**TASK INSTRUCTIONS**
The answer should be an exact copy of the data.

**EXERCISE MATERIAL**
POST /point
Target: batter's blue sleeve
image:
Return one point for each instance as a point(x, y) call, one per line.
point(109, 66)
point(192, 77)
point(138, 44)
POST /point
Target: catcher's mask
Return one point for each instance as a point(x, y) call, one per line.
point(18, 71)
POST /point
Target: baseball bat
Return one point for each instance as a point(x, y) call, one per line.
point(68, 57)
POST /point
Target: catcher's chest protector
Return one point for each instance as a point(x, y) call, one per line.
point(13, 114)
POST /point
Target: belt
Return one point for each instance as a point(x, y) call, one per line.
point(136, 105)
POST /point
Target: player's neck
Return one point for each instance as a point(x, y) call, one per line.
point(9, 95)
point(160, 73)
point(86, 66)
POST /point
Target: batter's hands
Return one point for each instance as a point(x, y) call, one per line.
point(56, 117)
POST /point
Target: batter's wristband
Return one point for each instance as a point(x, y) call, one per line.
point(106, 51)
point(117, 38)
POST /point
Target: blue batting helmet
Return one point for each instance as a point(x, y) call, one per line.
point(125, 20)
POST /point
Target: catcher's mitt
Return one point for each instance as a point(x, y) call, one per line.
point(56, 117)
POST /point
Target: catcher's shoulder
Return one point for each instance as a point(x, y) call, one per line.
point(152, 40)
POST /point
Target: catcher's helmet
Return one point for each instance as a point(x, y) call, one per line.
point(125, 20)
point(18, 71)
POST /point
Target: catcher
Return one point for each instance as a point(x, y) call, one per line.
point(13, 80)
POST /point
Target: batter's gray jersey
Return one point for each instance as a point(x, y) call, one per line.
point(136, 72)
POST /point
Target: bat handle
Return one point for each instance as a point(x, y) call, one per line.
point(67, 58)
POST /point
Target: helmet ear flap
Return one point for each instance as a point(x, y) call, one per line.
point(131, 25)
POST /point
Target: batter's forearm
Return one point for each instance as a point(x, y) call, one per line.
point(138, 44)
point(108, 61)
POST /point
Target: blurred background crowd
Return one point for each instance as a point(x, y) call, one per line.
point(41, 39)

**EXERCISE RESPONSE**
POST /point
Target: batter's blue sleeve
image:
Return one point for each instance as a point(x, y) call, one per line.
point(109, 66)
point(192, 77)
point(138, 44)
POST /point
Target: catcher's mask
Return one point for each instance as a point(x, y) call, one per line.
point(18, 71)
POST /point
Target: baseball bat
Return one point for each instance as a point(x, y) call, one per line.
point(68, 57)
POST /point
Target: catcher's chest protector
Return one point for each instance as a point(x, y) call, one per line.
point(13, 114)
POST /point
Target: belt
Return one point for each instance as a point(x, y) call, one per line.
point(136, 105)
POST /point
Target: player's neck
Return one point for each instance as a point(x, y) call, one per line.
point(9, 95)
point(160, 73)
point(86, 66)
POST /point
Target: batter's hands
Return one point for each instance as a point(x, y) call, one per line.
point(56, 117)
POST /point
Target: batter's wristband
Return one point for each instance as a point(x, y) call, one per line.
point(106, 51)
point(117, 38)
POST /point
Target: blue batting helmet
Return one point for each instance as a point(x, y) call, one per line.
point(125, 20)
POST /point
Target: catcher's mitt
Return one point for each instance as a point(x, y) call, one per line.
point(56, 117)
POST /point
Target: catcher's shoulder
Return one point for each instance as a point(x, y) call, one per line.
point(152, 40)
POST /point
Target: catcher's helmet
Return one point for each instance as a point(x, y) call, one per line.
point(125, 20)
point(18, 71)
POST /point
Target: catcher
Return one point for each instance as a point(x, y) call, one per line.
point(13, 80)
POST /point
Target: batter's gray jersey
Return one point for each instance as a point(x, y) call, one per line.
point(136, 72)
POST /point
Target: bat handle
Return one point for each instance as a point(x, y) call, one per line.
point(67, 58)
POST /point
Target: helmet ear flap
Return one point for each instance as a point(x, y) call, one per line.
point(131, 25)
POST /point
Target: batter's forearm
Return one point for each instance as a point(x, y) call, one per line.
point(138, 44)
point(108, 61)
POST /point
Target: blurred background crowd
Return one point for each instance as a point(x, y) call, one per line.
point(41, 39)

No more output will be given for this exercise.